[Dataset excerpts]
Content starts

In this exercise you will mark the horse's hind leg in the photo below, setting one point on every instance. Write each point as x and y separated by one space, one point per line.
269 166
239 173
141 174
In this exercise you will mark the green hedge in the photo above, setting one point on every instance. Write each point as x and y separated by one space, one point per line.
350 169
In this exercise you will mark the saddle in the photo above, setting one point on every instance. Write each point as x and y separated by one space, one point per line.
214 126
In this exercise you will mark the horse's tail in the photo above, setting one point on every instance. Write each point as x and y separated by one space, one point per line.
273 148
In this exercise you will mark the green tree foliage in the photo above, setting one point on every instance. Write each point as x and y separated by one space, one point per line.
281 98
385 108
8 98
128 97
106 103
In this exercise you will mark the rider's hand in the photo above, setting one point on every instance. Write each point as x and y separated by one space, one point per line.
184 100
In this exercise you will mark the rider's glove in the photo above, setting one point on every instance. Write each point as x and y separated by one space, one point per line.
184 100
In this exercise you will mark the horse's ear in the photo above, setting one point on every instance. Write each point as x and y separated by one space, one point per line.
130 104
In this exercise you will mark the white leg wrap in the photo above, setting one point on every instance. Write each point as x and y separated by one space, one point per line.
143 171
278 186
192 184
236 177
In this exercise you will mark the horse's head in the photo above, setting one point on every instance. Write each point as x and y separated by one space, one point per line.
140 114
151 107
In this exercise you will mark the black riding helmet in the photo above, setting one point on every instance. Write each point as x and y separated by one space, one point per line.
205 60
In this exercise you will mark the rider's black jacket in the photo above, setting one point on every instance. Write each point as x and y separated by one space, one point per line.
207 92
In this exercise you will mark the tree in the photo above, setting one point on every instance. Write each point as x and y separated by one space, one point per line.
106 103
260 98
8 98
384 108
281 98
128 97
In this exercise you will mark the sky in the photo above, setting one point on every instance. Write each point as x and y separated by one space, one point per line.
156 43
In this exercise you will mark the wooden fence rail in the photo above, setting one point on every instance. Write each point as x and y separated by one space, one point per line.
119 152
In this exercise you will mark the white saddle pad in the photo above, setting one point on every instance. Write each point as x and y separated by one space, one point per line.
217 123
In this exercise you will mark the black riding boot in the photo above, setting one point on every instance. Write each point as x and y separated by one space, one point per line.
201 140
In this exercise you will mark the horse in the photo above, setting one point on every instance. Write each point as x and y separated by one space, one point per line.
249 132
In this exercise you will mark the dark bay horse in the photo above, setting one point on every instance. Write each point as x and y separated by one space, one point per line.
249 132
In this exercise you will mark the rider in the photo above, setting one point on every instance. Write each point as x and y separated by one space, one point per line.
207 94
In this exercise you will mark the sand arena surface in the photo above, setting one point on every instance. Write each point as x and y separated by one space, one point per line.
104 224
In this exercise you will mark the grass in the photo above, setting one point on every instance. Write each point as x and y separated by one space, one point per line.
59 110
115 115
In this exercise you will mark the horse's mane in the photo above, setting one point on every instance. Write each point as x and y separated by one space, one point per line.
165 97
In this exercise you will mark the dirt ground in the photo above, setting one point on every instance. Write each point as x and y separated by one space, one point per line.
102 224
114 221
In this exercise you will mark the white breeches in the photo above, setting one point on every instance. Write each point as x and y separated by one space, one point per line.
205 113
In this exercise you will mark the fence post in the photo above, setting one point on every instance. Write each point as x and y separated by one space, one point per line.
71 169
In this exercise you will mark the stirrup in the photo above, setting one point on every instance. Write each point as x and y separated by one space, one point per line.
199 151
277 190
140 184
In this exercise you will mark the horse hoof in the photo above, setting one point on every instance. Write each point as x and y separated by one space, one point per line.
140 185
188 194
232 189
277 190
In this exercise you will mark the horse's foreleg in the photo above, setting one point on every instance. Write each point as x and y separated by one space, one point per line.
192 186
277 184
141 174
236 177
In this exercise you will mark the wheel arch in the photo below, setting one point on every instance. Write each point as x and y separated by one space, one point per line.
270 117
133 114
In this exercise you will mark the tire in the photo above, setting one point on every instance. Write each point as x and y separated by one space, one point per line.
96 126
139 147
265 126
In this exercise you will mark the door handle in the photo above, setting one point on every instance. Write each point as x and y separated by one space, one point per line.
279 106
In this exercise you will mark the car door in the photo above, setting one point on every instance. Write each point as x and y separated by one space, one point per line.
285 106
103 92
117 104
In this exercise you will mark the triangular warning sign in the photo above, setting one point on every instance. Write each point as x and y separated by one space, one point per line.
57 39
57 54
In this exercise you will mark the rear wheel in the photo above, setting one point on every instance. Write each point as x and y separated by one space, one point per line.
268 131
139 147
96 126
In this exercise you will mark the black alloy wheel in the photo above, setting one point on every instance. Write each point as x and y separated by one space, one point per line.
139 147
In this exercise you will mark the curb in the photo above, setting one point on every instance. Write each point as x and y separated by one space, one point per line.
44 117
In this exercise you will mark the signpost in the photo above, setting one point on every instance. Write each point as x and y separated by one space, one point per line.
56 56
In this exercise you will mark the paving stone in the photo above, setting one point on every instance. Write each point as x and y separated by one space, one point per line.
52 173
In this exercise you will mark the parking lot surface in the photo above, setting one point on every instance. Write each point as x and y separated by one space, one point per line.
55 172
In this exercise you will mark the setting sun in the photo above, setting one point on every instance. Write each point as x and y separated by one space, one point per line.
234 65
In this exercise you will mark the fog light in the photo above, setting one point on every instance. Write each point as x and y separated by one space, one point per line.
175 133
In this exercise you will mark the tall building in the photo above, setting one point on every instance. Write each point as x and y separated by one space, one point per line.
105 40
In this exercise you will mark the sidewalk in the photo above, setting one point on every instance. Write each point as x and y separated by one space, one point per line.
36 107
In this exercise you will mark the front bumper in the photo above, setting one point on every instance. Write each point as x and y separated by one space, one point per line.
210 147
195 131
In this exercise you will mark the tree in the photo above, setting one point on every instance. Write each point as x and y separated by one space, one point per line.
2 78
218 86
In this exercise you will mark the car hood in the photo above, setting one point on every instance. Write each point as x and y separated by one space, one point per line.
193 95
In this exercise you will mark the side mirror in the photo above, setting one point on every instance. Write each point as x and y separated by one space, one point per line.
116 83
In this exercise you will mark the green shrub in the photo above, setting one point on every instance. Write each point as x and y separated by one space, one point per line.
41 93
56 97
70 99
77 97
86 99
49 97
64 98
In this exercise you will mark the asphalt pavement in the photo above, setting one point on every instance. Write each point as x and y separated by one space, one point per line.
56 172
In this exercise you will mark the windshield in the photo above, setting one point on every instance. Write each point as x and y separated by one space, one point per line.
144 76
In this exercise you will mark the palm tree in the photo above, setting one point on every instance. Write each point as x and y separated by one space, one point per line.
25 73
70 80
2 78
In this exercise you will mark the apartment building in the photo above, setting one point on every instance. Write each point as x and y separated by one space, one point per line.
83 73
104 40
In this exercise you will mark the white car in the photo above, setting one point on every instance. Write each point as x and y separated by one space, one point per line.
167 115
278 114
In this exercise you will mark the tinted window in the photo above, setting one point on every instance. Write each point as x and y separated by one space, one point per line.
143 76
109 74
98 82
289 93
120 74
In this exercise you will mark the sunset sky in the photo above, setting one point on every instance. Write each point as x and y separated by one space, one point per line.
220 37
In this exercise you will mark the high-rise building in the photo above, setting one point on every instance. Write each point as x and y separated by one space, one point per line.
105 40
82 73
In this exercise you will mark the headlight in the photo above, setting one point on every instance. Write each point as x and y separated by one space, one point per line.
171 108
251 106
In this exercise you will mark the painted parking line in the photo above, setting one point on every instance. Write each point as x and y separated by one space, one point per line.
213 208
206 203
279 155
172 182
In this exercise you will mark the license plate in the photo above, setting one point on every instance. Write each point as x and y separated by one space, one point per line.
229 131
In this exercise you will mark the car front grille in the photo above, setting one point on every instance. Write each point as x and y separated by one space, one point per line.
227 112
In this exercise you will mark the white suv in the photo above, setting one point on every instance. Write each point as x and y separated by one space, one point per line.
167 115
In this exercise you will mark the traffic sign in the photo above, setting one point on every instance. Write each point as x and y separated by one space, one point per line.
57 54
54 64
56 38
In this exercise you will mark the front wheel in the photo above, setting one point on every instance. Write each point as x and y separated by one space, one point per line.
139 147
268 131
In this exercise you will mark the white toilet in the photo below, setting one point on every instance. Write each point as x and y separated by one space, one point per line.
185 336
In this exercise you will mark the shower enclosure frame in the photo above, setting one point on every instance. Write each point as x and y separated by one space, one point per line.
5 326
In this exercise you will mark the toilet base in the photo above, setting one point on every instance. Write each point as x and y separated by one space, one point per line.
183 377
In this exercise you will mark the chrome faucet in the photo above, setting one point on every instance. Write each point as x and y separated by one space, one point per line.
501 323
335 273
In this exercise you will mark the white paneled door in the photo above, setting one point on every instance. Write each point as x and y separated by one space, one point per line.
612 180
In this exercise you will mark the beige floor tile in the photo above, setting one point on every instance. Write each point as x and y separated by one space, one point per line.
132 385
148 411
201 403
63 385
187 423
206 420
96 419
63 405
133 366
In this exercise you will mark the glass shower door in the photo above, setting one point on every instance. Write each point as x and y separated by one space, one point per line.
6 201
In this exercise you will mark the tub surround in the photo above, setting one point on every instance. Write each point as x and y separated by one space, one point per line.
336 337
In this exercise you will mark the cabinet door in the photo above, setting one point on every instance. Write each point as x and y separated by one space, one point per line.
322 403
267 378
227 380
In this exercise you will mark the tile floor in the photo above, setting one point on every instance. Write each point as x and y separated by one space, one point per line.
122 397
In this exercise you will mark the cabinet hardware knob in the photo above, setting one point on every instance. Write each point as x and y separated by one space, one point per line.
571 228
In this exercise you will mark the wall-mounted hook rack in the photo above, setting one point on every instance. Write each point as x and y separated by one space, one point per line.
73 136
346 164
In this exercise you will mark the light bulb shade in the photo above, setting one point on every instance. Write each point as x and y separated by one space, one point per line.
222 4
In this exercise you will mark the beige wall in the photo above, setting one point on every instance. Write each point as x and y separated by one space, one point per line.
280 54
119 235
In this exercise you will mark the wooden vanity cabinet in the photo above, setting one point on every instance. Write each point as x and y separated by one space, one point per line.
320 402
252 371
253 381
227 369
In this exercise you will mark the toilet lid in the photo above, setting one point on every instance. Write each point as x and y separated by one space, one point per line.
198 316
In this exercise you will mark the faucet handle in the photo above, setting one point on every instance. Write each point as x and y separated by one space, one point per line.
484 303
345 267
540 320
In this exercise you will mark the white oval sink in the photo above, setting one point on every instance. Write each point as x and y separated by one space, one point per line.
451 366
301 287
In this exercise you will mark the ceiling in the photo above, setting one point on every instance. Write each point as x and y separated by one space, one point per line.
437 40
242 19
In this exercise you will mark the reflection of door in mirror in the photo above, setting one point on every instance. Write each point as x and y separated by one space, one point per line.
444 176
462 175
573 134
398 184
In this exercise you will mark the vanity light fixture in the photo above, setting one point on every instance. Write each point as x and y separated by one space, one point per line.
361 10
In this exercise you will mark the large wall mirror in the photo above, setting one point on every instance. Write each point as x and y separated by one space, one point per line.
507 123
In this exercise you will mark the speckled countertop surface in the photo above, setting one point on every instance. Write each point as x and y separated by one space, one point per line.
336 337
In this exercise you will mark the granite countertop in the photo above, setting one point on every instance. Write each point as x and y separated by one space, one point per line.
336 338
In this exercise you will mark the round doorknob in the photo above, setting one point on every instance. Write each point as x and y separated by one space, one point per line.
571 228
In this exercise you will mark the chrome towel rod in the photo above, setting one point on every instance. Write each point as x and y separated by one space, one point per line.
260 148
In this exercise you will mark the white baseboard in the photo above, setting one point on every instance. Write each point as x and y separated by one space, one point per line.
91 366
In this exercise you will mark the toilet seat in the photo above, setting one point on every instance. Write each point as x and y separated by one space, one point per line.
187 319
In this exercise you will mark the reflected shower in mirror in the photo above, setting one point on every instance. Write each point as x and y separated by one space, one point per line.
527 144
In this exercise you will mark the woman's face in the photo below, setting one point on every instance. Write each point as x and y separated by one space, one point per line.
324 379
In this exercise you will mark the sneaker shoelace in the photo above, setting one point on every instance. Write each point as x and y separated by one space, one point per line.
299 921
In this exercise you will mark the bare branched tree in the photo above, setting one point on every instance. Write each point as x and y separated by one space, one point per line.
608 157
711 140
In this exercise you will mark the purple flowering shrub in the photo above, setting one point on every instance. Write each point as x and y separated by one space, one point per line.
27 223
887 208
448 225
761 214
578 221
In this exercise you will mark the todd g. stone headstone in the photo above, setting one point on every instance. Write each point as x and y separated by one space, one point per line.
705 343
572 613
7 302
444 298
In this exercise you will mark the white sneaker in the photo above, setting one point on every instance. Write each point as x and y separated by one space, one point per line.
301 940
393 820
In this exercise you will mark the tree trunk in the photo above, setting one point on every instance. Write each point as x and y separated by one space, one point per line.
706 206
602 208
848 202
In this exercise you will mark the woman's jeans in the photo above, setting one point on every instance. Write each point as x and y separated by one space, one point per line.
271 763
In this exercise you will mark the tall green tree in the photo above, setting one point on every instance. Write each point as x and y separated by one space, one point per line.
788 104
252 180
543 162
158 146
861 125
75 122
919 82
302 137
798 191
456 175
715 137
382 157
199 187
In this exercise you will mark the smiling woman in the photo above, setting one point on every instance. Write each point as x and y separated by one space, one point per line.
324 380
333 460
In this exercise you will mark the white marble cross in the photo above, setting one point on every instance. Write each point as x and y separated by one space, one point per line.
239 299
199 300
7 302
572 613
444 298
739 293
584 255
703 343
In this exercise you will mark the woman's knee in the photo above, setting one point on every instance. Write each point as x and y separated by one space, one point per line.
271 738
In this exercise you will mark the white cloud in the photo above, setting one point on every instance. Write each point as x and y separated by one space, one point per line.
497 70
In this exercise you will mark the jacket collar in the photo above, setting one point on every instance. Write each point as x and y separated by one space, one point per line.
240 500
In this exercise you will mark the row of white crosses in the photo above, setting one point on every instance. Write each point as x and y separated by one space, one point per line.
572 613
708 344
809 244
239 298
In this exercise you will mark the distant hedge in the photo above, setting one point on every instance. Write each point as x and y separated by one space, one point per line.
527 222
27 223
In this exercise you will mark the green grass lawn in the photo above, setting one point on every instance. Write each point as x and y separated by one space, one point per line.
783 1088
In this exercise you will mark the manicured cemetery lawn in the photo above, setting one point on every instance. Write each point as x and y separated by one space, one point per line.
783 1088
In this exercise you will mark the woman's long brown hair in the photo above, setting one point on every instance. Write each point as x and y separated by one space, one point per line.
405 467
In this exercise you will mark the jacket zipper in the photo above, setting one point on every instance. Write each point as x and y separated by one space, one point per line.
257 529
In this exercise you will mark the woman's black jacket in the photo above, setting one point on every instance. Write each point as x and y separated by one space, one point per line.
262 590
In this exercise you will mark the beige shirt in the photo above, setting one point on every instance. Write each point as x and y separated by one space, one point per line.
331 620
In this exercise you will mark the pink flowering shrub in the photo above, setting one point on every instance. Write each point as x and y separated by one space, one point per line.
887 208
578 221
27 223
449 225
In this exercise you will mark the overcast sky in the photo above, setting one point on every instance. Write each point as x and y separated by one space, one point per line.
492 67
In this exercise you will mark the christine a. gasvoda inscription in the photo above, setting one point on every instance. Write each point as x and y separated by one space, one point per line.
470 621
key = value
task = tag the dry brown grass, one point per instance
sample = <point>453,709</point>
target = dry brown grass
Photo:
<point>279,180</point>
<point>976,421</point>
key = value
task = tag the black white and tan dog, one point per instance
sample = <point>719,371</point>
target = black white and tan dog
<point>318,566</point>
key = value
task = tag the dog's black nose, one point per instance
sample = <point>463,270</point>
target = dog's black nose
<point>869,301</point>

Content ends

**Problem statement**
As you read the records above, find each line that contains "sample" and copy it.

**Solution to this problem**
sample = <point>453,709</point>
sample = <point>719,371</point>
sample = <point>463,270</point>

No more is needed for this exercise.